## Work required
Word for word, repeat all the entries below, but without the pictures.

(Dataset entries)
________________________________________

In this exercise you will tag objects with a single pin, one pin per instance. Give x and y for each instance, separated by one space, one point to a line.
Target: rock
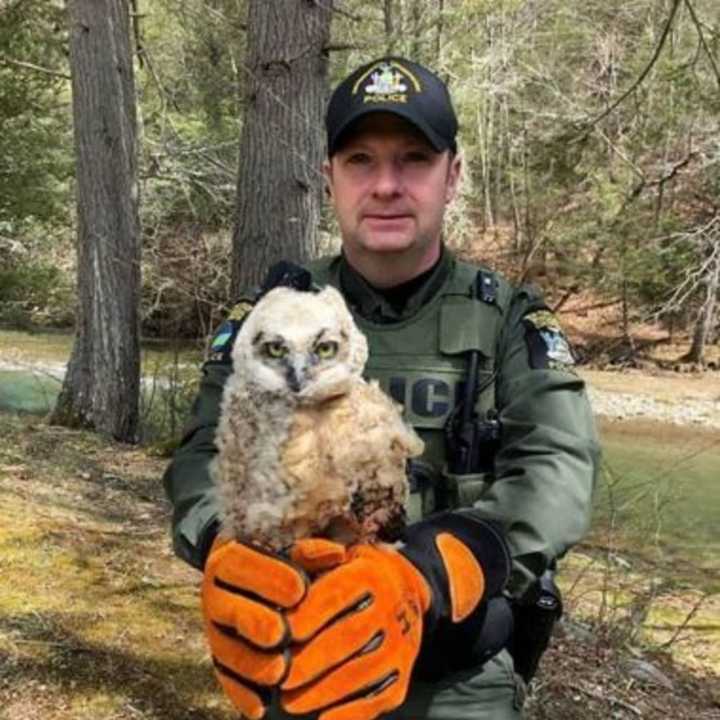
646 673
573 630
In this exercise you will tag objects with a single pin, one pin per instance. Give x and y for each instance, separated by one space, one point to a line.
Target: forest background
590 140
589 132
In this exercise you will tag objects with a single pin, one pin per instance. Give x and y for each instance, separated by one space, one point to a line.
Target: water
661 482
661 485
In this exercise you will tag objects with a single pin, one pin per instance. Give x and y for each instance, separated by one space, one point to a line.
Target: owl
307 447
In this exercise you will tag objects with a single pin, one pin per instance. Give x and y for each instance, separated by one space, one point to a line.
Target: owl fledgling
306 447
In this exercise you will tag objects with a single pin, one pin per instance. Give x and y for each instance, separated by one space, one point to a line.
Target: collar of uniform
371 304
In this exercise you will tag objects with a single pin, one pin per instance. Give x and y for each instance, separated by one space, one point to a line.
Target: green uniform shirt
545 468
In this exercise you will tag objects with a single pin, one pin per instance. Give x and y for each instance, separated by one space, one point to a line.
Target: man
504 486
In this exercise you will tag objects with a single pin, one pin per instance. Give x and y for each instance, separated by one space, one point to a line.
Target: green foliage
34 293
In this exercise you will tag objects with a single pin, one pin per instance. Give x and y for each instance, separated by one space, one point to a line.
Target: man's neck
387 270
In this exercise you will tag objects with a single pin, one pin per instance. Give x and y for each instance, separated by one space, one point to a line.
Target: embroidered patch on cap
388 81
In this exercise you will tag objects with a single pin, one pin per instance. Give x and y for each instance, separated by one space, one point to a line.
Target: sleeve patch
224 338
240 310
547 345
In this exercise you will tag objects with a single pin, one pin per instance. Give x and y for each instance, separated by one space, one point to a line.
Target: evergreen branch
703 42
5 60
639 80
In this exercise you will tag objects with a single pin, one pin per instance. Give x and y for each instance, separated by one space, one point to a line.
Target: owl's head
301 345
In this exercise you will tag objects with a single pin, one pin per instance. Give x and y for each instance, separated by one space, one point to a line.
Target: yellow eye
326 350
275 350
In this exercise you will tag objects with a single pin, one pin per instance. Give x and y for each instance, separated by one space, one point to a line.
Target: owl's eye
274 349
326 350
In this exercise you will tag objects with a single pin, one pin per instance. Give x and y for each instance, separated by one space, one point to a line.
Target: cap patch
386 81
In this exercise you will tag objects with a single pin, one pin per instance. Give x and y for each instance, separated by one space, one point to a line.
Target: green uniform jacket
545 469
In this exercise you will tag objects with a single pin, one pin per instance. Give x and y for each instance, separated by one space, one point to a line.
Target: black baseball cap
397 86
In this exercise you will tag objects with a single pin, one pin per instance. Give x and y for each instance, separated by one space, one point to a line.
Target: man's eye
359 159
326 350
275 350
417 157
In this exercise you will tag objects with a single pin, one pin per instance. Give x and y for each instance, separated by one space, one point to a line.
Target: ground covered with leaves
98 620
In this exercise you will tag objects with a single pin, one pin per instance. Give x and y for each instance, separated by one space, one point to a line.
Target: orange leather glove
244 591
358 632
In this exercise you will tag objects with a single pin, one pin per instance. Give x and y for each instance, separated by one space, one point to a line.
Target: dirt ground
98 620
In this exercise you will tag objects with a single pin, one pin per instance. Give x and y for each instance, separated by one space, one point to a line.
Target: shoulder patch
240 310
222 342
547 345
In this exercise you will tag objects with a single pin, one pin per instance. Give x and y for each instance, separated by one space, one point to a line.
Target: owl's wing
366 447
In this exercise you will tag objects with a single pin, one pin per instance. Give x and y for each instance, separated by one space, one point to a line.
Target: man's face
389 188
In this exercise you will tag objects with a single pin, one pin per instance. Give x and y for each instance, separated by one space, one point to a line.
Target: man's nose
388 182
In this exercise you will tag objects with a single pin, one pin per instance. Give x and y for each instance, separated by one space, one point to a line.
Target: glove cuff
464 559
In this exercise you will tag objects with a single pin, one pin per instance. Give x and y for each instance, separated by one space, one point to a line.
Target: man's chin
389 244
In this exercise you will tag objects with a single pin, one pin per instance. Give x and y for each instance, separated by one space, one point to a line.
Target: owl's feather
327 459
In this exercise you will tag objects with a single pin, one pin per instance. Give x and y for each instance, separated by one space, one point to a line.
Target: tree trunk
101 388
706 315
280 185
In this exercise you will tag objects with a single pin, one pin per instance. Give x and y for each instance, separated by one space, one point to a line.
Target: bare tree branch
5 60
705 47
646 71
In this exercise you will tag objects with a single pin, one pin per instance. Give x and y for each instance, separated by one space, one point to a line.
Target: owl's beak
295 375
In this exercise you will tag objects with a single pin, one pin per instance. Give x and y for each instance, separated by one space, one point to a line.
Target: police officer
504 486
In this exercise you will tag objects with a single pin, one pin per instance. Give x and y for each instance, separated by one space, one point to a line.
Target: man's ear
453 177
327 174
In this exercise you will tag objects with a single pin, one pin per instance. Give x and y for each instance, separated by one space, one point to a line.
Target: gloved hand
357 633
243 593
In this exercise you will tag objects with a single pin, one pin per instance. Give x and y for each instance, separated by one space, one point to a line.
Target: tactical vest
422 362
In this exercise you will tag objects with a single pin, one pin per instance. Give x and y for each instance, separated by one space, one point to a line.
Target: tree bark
101 387
279 192
706 315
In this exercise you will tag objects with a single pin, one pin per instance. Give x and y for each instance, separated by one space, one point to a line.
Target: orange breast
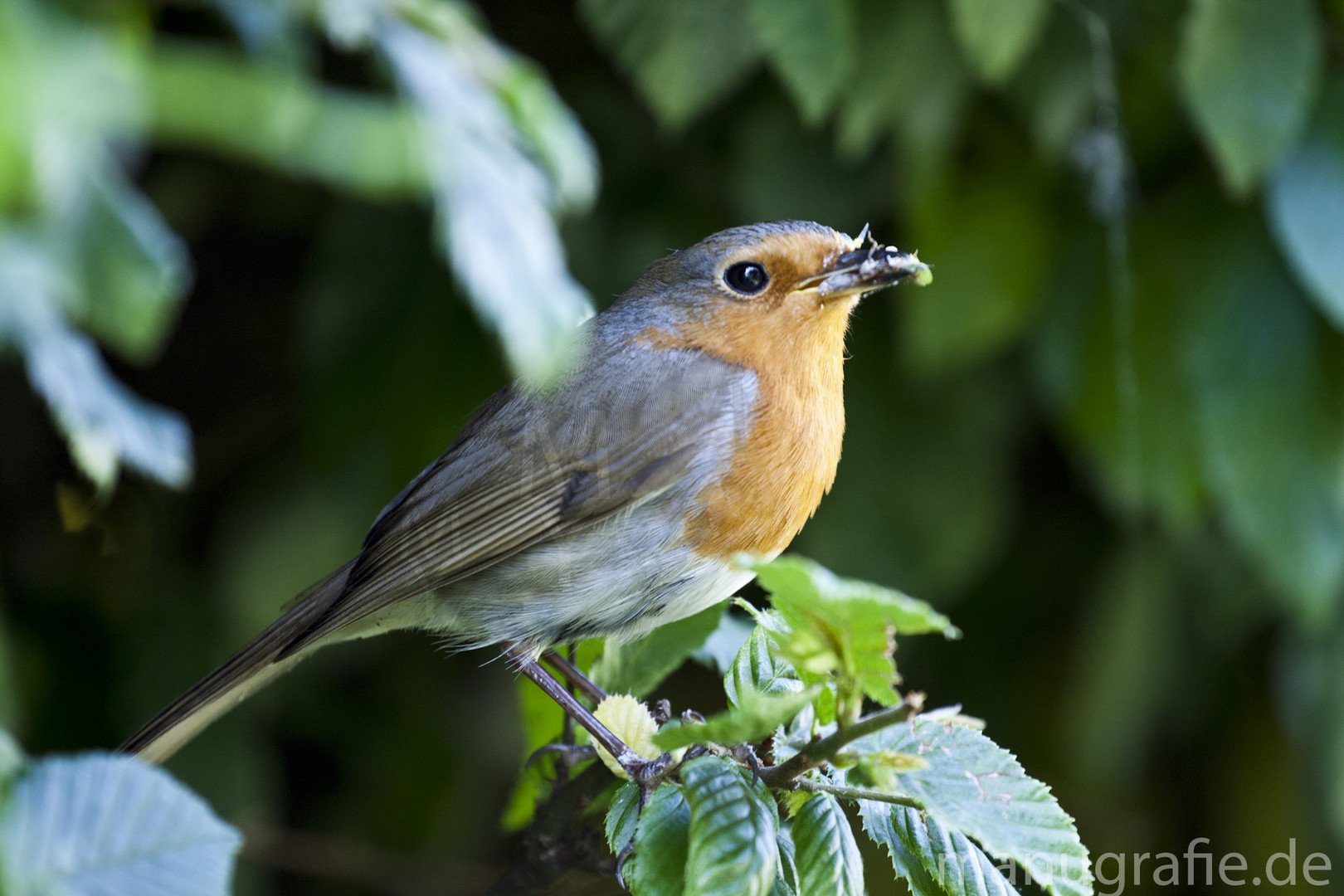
788 460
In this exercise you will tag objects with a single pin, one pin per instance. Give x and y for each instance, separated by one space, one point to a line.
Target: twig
827 748
856 793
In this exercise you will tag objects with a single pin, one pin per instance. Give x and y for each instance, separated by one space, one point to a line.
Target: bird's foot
647 772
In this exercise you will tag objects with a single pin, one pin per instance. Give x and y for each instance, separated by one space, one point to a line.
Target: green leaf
657 864
494 204
134 268
877 824
273 116
1305 207
1147 455
786 881
996 35
992 243
913 80
1249 71
724 642
102 421
757 670
102 824
754 716
733 830
1055 88
977 789
827 853
11 763
683 54
1249 340
622 817
841 631
800 582
933 860
639 666
1127 661
810 45
926 468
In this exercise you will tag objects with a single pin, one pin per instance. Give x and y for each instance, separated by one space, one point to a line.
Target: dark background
1127 635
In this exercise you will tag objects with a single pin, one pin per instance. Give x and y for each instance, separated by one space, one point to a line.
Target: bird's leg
643 772
576 677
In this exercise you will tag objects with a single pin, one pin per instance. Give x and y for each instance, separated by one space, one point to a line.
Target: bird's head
780 288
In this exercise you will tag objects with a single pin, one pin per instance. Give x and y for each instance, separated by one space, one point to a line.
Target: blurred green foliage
1109 434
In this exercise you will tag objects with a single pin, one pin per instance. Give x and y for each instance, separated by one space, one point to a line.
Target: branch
856 793
827 748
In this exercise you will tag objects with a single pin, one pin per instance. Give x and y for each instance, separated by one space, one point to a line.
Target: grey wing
528 469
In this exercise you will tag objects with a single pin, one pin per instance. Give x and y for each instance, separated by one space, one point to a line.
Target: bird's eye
746 277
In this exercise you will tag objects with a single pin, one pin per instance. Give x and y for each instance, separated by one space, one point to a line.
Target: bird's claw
647 772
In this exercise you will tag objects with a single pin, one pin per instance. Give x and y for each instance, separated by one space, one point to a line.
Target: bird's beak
867 270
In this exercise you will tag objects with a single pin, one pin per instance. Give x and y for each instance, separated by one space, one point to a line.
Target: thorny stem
856 793
827 748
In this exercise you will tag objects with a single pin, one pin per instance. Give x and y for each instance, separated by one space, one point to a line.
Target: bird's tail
244 674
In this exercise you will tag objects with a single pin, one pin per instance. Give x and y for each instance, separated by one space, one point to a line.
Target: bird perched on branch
704 419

________________________________________

## Reply
In this exercise you will tag objects with a single pin, one pin per instance. Give x and y for each instance, separated by one space, one point to a line.
Target: rock
646 673
573 630
In this exercise you will tag objects with a single pin, one pin per instance. Give x and y for each instance, separated by one space, one point to a line.
Target: forest background
590 140
589 132
In this exercise you will tag objects with a single pin, one pin per instance. Give x and y for each instance, separated by one space, one point to a line.
Target: water
661 482
661 485
In this exercise you will tag objects with a single pin, one pin per instance. Give x and y for each instance, separated by one space, one point to a line.
Target: owl
307 447
In this exercise you will tag objects with a single pin, one pin per instance. Give x and y for each instance, separated by one space, one point to a line.
Target: owl fledgling
306 447
In this exercise you will tag objects with a single pin, one pin per instance. Give x and y for each instance, separated by one space, one point to a line.
Target: collar of uniform
371 304
In this exercise you will tag objects with a single pin, one pin per instance. Give x and y for each instance, separated by one space, one point to a line.
Target: green uniform shirt
545 468
In this exercise you will tag objects with a single pin, one pin per instance. Give x and y for each instance, separated by one space, one point to a line.
Target: man
504 486
In this exercise you will tag objects with a single pin, one pin per instance. Give x and y for each instance, separated by one space, one point to a line.
Target: green foliage
34 293
In this exercise you will tag objects with a single pin, one pin per instance. Give x and y for each instance, separated by one space, one point to a line.
Target: man's neck
387 270
In this exercise you will tag objects with a single pin, one pin per instance. Give x and y for each instance, separated by one space, one point to a line.
Target: embroidered patch on cap
388 81
In this exercise you will tag objects with a single pin, one pin per instance. Give x and y for each instance, separated by one space, one point to a line.
Target: sleeve patch
224 338
240 310
547 345
In this exercise you will tag objects with a single pin, one pin per instance. Give x and y for each instance, separated by one space, one point to a line.
Target: evergreen branch
703 42
5 60
639 80
In this exercise you will tag objects with a single pin, one pin per instance. Give x and y for each instance, separated by one space, one point to a line.
Target: owl's head
301 345
In this exercise you will tag objects with a single pin, one pin per instance. Give x and y for each instance, separated by one space, one point to a line.
Target: yellow eye
326 350
275 350
In this exercise you will tag objects with a single pin, one pin per instance. Give x and y for each instance, separated by one space, one point to a line.
Target: owl's eye
274 349
326 350
In this exercise you will tag objects with a single pin, one pin per instance. Give x and y for each instance, separated by one space, one point to a line.
Target: cap patch
386 81
In this exercise you will tag objects with a single pin, one pin per instance. Give x and y for each instance, separated by one space, one point to a line.
Target: green uniform jacket
545 469
In this exercise you will tag objects with a single pin, one pin per instance. Give x and y for each instance, separated by one space, one point to a line.
Target: black baseball cap
397 86
In this exercise you will tag objects with a single pin, one pin per instance. Give x and y for each instance, separated by one space, one point to a line.
Target: man's eye
359 159
326 350
275 350
417 157
In this exercise you will tag objects with a single pin, one pin per instance. Give x and y for each instance, separated by one space, one point to a line.
Target: ground covered with leaves
98 620
In this exercise you will tag objects with a single pin, one pin per instance. Give x and y for each instance, separated by one space, one point to a line.
Target: orange leather glove
244 591
358 632
In this exercise you will tag objects with a single pin, one pin per instance. Give x and y for each instance, separated by one space, one point to a line.
Target: dirt ground
98 620
In this exercise you will tag objects with a single pin, one pin per instance. Give x and y for each instance, separated by one space, one point to a line.
Target: shoulder patch
240 310
222 342
547 345
In this exercise you will tag objects with a single pin, one pin per instance. Give x and y for each instance, separated by one space, one point to a line.
Target: owl's wing
366 447
In this exercise you will tag objects with a single pin, one pin per instance. Give x and y for each instance, separated by one space, one point to a line.
Target: man's face
389 188
In this exercise you will tag objects with a single pin, one pin per instance. Give x and y for each instance, separated by one space, one point to a line.
Target: man's nose
388 182
In this exercise you will tag objects with a single pin, one pin per instance. Give x and y for each instance, separated by one space, one point to a line.
Target: glove cuff
464 559
In this exercise you will tag objects with a single pin, one pin per instance. Give x and y for each instance, separated by one space, one point to a line.
Target: man's chin
389 244
In this exercise you will tag objects with a single pin, one pin per instance. Give x and y for each instance, separated by one space, one point to a line.
Target: owl's feather
327 459
In this exercise you will tag objects with a single pin, one pin per instance. Give x and y for each instance, separated by one space, one point to a line.
Target: tree trunk
101 388
706 315
280 185
In this exercise you will tag objects with a single pin, one pin per instance. Give x and y for each instance, separated by one space, one point to a line.
Target: bare tree branch
5 60
705 47
646 71
In this exercise you will tag objects with a single pin, one pin per instance. Give x and y for each instance, separated by one space, one point to a line.
Target: owl's beak
295 375
In this exercise you will tag objects with a single pin, one pin per instance. Give x and y for each instance, separated by one space, one point to a line.
Target: police officer
504 486
In this exercise you will tag objects with a single pin, one pin per instance. Give x and y for each instance, separated by one space, one point to a line.
Target: man's ear
453 177
327 174
In this exercise you will tag objects with a single pin, one pin per instance. Give x and y for each instance, separated by one space, one point to a line.
Target: gloved hand
357 633
243 593
In this exercise you will tag objects with a single pin, one pin per instance. Give x and y for each instance, separated by one space, one point to a line.
Target: tactical vest
422 362
In this exercise you will tag objects with a single pin, one pin per instance. Give x and y for each instance, separated by one space, one point to a line.
Target: tree bark
101 387
279 192
706 315
In this exercise you will tag objects with a single pin, one pin per instance. Give x and y for each instance, separated by one space, one point to a line.
Target: orange breast
788 460
In this exercise you will tag objects with a single pin, one pin per instance. Give x and y for each instance, separated by one space, one point to a line.
Target: twig
827 748
856 793
In this exercise you will tag objects with a single pin, one pin per instance. Give x and y for each instance, separated by one space, one point to a line.
Target: bird's foot
647 772
In this exercise you will tag objects with a single pin, one pin per instance. Give x and y for each instance, separated by one space, one point to a line.
Target: green leaf
657 864
494 204
134 268
877 824
273 116
1305 207
1147 455
786 881
996 35
992 243
913 80
1249 71
724 642
102 421
757 670
102 824
754 716
733 830
1055 88
977 789
827 853
11 763
683 54
1249 340
622 817
841 631
800 582
933 860
639 666
1127 661
810 45
926 468
In this exercise you will tag objects with a single pin, one pin per instance. Give x and y for each instance, separated by one space, one point to a line.
Target: dark background
1127 635
In this exercise you will tag objects with a single pin, one pin per instance. Give x and y for each instance, separated by one space, one point to a line.
Target: bird's leg
643 772
576 677
In this exercise you will tag objects with a single pin, one pin per instance. Give x and y for each instance, separated by one space, one point to a line.
Target: bird's head
780 288
In this exercise you will tag objects with a single pin, one pin per instance. Give x and y for each instance, separated by one space, one point to a line.
Target: blurred green foliage
1109 434
In this exercise you will tag objects with a single pin, one pin per instance. Give x and y for each instance, separated by one space, one point to a line.
Target: branch
856 793
827 748
In this exercise you will tag objects with a single pin, one pin per instance. Give x and y for each instance, separated by one space, one point to a line.
Target: grey wing
528 469
In this exercise you will tag objects with a single pin, one pin per instance. Give x and y for each instance, separated by one space, one point to a line.
Target: bird's eye
746 277
In this exercise you will tag objects with a single pin, one pin per instance. Give x and y for each instance, separated by one space, one point to a line.
Target: bird's claw
647 772
In this exercise you will tag objects with a single pin, one pin per instance. Give x and y for each instance, separated by one space, one point to a line.
Target: bird's beak
867 270
In this exercise you will tag objects with a single pin, one pin per instance. Give x and y for each instance, separated by one space, one point to a line.
Target: thorny stem
856 793
827 748
In this exercise you will tag objects with a single pin, one pin per instance. Give x and y for each instance, separated by one space, one point to a line.
Target: bird's tail
244 674
In this exercise you will tag objects with a single pin, one pin per instance. Give x and y for each instance, separated by one space, one point to a line.
Target: bird perched on branch
704 419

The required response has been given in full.